## Document text
┌──

It was a case of “all hands on deck.” Farmers dragged out their old and obsolete machines, relics that had been in work during World War I, as anything that could be used to plough or to power a belt was better than nothing. Under the 1941 Lend-Lease Act, a supply of American tractors was shipped to Britain to help boost our farming industry.
Some farm implements were also shipped over to the U.K., but most of what arrived on our shores were tractors, to aid with the cultivation and harvesting of crops. Tractors like the Oliver 90, the Minneapolis-Moline UTS and the McCormick-Deering W-4 were loaded onto ships and sent to Britain. These cargo ships were easy targets for the German U-boats, and great risks were taken to deliver these vital machines to our country.
Those tractors that did arrive safely were soon put to good use, though one can only assume that these unfamiliar tractors had a few British farmers scratching their heads. Most of the Lend-Lease tractors were more powerful than our older British-built machines, so the extra power came as a pleasant surprise to many farmers.
But by far and wide the biggest sensation to arrive from America was the Caterpillar tracked tractor. In the steep and hilly regions of the British Isles there was a great deal of land “going to waste,” as the government saw it, and the only tractors capable of turning these slopes into arable land were tracked machines like the Caterpillar D2. Rough ground, steep slopes and damp terrain were easily conquered by a crawler tractor, and these “go anywhere” machines enabled farmers to cultivate land where no tractor had been before.

└──

## Dataset extract
┌──

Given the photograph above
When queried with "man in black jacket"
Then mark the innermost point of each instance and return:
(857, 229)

└──

## Exercise task
Continue the passage above about American tractors shipped to wartime Britain, picking up right after its final sentence.

## Solved problem
Steam engines come out of retirement to boost farm production
When it came to threshing time, it was a common sight to see a Fordson Model N, or indeed any tractor with a belt pulley, powering the threshing machines. But it was by no means unusual to see old steam traction engines powering threshing machines too, as steam remained a viable option for stationary farm work during the war years.
Threshing was labour-intensive work and with the healthy male workforce away fighting in the war it was left to women, elderly men and prisoners of war to do this vital work. German and Italian prisoners of war were put to work on farms throughout Britain, and they assisted with work like threshing, haymaking, wall building and vegetable harvests. Amazingly, some of these prisoners opted to stay in Britain after the war ended, and went on to marry local women. A small stone cattle barn on the edge of my property was built by prisoners of war; it remains in use as a shed today.
We are lucky in that we, as a country, still have many of our old World War II tractors of both British and American origin. These historic tractors are cherished by today’s collectors and enthusiasts, because to be able to say that your tractor played a part in helping to keep Britain fed through World War II is truly something special. These wartime tractors that we depended on so heavily through some of our darkest times will always have a special place in our hearts. FC
Josephine Roberts lives on an old-fashioned smallholding in Snowdonia, North Wales, and has a passion for all things vintage. Email her at email@example.com.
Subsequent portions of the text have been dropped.